#### [Task to complete]
Return, word for word, the passage of the Arran ferry article that begins at the words "Meanwhile, pressure continued" and stops after the words "and over budget.".

#### [Passage for review]
__________
The MV Caledonian Isles has been replaced with the smaller MV Isle of Arran, with lifeline services having to be prioritised for the island’s residents. The overdue Glen Sannox, still under construction, is meant to take over the route whenever it is finished.

We reported the mounting anger of islanders on Arran two weeks ago when they described feeling “abandoned and marooned” and said the ferries were so unreliable that some were considering moving to the mainland after missing funerals, weddings and hospital appointments.

Gavin Fulton, from the Arran Ferry Action Group, said disruption is “making life extremely uncertain” for those who depend on the service.

He said: “As of yesterday lunchtime, out of six petrol stations, only one had petrol. Pubs have been running out of beer. More importantly, for tourism, which is the lifeblood of Arran’s economy – tourists can’t get a booking on the boat. They don’t know whether they turn up at Ardrossan if they’ll be able to get to Arran, and if they do, they don’t know if they’ll get back.”

© Allan Wright/Scottish Viewpoint/Shutterstock
MV Isle of Arran (Pic: Allan Wright/Scottish Viewpoint/Shutterstock)

Meanwhile, pressure continued to build on the Scottish Government yesterday over the missing paper trail leading to the awarding of the ferry contract, which was meant to supply two new boats to provide reliable links to the islands but is massively delayed and over budget.

Last week, Auditor General Stephen Boyle told MSPs the failure of ministers to produce crucial documents detailing the risks of handing the ferries contract to Ferguson’s shipyard was frustrating.

On Friday, First Minister Nicola Sturgeon said the lack of written evidence about her government’s decision-making was regrettable but denied there was a cover-up.

However, former first minister Jack McConnell yesterday said the auditor general should ask police to investigate if there is any suggestion documents have been destroyed or deliberately lost. “I’m sure that when we wrote and then passed the Freedom of Information Act we included clauses to make the destruction or removal of official documents a crime,” he said.

Leader of the Scottish Conservatives, Douglas Ross, said: “Even if the loss of the document is entirely innocent, surely the first minister and her colleagues are able to remember why they awarded the contract to Ferguson’s. After all, this was no run-of-the-mill rubber-stamping exercise; this was a major public procurement decision taken directly against expert advice.”

Troubled ferries’ fuel tanks will not be ready until 2025

Scottish Labour leader Anas Sarwar said: “I think there is a deeper issue here where there is a culture of control and secrecy and dictat. Missing paper stinks of a cover-up and deliberate attempt to distort the process of transparency. Someone knows the answer to this. They don’t think the public deserves the truth.

“There is definitely something here that requires wide investigation. It is clear that protocols have been broken and due process has not been followed, and there is a question as to whether this is criminal.”

The Scottish Government said: “A thorough search has been conducted and all relevant information that we hold has been shared with Audit Scotland. There is extensive documentation available which records the decision-making process, including mitigations proposed to safeguard public money.

“The Scottish Government fully supported Audit Scotland while they conducted their inquiry. We have committed to undertaking a formal review following the completion of the vessels, as recommended by the Audit Scotland report.”

Phillip McMillan, manager at Hooked and Cooked, a takeaway on the island, said: “The mother of my children got stuck on mainland Scotland overnight and had to find somewhere to stay. The kids couldn’t go to school. Our deliveries have also been getting stuck, including potatoes and fish. We had to get someone to bring it over for us.”

Arran councillor Anthony Gurney said the relief ferry was running, but visitors were still cancelling their visits. He said: “It is unfortunate but there is still a ferry. The ferry has been going back and forth all day but people are assuming that they cannot get here. There may have to be some reshuffling and some planning.”

Sheila Gilmore, head of Visit Arran, added: “This is just heart-breaking that businesses are struggling. It is challenging but we can come through this.”
__________
[Stored data entries]

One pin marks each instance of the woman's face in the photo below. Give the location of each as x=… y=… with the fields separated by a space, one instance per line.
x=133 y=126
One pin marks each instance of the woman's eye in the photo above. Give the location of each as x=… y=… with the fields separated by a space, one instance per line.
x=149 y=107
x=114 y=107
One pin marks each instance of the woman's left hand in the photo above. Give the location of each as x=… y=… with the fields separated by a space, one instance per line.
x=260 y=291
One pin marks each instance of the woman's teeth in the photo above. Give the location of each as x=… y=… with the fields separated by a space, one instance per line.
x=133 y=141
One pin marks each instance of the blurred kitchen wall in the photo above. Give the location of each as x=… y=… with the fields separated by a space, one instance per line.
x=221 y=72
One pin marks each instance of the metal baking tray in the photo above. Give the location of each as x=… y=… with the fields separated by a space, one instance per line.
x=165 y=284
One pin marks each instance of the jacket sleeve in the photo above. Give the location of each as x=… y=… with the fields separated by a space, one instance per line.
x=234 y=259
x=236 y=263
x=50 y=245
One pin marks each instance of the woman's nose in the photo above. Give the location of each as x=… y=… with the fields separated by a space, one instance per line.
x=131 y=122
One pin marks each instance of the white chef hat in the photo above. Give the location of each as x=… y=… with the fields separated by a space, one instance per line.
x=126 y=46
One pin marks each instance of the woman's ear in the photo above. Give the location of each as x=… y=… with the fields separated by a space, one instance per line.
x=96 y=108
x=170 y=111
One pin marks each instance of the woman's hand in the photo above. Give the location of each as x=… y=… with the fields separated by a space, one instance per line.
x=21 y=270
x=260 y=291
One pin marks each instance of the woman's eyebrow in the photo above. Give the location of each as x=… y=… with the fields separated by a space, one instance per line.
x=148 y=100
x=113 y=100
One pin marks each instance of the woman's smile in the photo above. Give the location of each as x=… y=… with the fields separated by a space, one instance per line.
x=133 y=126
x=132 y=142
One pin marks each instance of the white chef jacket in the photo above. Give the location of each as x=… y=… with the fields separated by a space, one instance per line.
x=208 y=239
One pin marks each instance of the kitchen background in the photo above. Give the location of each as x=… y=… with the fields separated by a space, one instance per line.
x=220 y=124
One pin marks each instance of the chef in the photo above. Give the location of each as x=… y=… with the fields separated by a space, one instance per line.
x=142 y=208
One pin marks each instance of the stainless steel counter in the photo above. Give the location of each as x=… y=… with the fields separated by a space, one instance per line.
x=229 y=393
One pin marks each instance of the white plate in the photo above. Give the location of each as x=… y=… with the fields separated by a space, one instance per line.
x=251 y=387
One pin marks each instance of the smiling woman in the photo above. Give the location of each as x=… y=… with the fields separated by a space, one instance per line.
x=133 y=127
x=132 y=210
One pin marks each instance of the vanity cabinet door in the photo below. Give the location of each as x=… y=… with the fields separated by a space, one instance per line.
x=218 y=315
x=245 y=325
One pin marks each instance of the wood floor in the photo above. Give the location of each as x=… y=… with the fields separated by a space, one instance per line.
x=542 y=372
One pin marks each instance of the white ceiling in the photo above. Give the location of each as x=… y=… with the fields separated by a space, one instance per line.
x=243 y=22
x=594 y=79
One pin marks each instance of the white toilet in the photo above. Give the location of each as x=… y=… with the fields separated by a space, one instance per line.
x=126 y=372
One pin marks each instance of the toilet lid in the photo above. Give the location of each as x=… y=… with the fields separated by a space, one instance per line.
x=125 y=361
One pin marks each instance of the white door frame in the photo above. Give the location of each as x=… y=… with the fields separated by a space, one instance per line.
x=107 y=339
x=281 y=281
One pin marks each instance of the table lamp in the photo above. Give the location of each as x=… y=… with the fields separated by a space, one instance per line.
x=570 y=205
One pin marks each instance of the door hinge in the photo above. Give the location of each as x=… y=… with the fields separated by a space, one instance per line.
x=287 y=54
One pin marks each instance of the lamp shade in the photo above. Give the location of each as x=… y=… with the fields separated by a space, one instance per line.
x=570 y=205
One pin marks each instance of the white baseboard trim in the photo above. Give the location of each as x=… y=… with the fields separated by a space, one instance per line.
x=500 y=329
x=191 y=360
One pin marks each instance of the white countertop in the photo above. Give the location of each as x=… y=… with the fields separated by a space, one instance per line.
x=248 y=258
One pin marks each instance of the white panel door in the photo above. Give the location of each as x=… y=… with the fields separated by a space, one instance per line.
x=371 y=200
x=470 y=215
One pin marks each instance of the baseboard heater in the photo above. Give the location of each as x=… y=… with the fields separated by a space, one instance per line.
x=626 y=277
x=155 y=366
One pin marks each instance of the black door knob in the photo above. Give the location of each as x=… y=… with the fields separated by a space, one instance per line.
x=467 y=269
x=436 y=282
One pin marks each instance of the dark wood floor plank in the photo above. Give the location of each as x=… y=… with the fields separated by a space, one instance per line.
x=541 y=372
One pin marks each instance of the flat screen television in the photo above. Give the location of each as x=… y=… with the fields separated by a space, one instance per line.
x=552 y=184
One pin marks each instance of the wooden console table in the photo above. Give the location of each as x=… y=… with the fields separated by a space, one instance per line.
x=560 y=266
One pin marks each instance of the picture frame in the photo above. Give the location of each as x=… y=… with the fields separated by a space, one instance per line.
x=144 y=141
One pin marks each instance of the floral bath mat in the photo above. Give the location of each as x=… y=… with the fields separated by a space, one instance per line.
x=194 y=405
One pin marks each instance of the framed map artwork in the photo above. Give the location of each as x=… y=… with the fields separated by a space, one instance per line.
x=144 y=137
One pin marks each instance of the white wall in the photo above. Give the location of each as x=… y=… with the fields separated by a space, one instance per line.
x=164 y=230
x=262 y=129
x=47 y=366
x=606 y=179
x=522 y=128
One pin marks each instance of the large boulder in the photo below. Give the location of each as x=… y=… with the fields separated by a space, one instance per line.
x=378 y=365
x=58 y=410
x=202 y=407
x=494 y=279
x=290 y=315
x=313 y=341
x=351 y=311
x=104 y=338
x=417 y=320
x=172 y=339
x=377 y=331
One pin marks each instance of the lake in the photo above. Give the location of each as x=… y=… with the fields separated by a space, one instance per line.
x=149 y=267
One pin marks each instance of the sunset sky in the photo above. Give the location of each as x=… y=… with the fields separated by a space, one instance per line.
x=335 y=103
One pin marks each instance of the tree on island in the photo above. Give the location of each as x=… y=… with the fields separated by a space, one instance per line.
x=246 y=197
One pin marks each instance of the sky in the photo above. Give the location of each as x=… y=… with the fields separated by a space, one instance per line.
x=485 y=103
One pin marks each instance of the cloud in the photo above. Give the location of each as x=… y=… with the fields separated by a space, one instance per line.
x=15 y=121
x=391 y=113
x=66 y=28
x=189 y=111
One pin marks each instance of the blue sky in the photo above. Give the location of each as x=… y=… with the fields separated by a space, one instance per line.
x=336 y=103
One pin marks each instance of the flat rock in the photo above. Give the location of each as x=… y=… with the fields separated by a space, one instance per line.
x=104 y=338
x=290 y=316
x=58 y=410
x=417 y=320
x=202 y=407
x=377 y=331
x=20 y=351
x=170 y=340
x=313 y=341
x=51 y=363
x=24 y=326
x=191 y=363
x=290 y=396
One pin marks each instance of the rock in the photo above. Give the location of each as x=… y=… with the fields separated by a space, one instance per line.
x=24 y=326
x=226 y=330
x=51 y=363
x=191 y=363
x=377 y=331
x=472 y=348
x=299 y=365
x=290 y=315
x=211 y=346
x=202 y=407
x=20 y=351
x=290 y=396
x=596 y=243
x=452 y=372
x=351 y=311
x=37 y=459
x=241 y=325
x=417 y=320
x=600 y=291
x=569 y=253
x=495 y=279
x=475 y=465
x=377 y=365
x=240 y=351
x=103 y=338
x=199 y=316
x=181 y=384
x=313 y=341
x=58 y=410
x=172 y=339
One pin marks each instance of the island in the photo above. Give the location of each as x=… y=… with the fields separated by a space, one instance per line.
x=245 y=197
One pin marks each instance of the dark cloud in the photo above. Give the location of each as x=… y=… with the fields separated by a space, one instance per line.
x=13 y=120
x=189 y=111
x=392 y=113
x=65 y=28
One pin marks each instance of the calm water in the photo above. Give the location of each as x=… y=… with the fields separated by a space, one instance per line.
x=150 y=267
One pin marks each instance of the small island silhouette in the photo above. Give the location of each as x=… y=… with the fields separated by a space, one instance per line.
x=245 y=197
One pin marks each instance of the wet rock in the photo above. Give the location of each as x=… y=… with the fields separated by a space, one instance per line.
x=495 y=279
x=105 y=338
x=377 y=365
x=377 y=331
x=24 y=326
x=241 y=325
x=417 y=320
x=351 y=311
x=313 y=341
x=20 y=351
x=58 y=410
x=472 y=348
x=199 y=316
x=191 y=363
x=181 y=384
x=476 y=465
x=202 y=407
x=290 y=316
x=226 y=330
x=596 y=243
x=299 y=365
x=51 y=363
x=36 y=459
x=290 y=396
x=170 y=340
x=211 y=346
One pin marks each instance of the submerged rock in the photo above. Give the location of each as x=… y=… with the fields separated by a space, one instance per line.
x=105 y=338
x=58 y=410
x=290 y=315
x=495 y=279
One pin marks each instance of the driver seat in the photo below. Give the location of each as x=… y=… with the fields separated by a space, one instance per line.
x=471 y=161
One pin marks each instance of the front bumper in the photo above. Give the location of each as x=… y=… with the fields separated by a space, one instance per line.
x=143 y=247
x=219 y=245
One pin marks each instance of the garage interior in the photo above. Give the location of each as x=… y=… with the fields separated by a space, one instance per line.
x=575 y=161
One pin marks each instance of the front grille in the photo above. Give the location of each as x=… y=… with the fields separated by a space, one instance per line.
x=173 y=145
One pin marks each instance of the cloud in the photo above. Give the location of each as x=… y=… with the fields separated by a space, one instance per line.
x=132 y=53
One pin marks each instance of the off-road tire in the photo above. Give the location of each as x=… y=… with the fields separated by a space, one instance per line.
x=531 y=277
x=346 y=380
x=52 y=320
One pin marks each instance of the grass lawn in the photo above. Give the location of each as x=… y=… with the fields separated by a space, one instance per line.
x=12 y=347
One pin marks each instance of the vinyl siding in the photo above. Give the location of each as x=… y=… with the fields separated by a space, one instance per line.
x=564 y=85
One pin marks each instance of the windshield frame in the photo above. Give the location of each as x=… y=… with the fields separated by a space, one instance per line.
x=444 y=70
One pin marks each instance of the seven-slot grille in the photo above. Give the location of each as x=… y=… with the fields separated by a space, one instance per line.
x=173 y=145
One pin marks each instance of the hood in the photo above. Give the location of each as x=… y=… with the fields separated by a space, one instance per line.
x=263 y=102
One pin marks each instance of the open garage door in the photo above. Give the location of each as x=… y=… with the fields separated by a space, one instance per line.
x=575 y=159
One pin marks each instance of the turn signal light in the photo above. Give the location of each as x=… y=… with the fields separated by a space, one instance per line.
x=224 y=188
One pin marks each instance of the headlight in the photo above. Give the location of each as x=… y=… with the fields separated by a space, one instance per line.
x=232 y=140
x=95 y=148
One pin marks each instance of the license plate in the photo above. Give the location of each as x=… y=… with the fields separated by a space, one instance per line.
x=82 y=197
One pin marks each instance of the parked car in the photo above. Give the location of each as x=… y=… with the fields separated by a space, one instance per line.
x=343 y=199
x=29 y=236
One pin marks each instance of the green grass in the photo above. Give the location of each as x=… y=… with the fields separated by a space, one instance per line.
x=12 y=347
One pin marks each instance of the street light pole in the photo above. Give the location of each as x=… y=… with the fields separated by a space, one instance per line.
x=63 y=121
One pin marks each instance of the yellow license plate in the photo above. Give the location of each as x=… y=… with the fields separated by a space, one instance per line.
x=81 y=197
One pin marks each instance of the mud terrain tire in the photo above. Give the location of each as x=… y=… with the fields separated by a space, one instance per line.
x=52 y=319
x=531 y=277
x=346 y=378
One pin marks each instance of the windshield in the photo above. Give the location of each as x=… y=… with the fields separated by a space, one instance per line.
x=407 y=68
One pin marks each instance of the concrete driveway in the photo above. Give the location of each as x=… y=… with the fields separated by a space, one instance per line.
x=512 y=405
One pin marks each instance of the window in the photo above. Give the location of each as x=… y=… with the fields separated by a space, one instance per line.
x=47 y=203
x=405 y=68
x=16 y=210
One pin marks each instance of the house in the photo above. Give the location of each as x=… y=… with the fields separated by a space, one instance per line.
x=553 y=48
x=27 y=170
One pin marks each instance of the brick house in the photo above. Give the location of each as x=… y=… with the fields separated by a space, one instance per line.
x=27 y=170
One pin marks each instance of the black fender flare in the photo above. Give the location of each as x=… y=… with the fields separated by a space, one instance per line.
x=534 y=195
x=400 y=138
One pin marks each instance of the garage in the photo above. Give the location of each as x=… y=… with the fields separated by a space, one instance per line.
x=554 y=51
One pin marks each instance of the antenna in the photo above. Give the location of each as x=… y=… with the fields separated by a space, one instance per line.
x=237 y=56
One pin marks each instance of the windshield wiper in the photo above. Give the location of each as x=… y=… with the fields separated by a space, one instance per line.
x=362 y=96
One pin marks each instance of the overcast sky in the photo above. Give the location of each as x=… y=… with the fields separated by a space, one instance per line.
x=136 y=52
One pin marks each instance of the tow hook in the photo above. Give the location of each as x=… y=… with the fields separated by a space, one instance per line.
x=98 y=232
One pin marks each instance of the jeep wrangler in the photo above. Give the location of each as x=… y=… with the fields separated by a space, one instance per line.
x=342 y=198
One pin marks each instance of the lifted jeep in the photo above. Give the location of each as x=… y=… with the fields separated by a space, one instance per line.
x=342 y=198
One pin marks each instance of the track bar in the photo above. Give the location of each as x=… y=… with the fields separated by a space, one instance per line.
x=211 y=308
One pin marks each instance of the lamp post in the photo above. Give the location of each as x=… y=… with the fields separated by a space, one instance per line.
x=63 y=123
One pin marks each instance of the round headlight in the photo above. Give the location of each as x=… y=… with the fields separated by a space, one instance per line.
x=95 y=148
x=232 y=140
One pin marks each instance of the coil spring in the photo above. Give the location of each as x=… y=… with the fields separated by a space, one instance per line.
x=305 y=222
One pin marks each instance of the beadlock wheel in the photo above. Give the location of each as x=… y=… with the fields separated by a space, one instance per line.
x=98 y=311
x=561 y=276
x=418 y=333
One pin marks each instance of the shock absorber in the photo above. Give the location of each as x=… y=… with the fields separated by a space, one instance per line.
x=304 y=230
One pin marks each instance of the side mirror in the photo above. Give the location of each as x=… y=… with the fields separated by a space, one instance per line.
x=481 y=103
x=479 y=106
__________
#### [Solution to this task]
Meanwhile, pressure continued to build on the Scottish Government yesterday over the missing paper trail leading to the awarding of the ferry contract, which was meant to supply two new boats to provide reliable links to the islands but is massively delayed and over budget.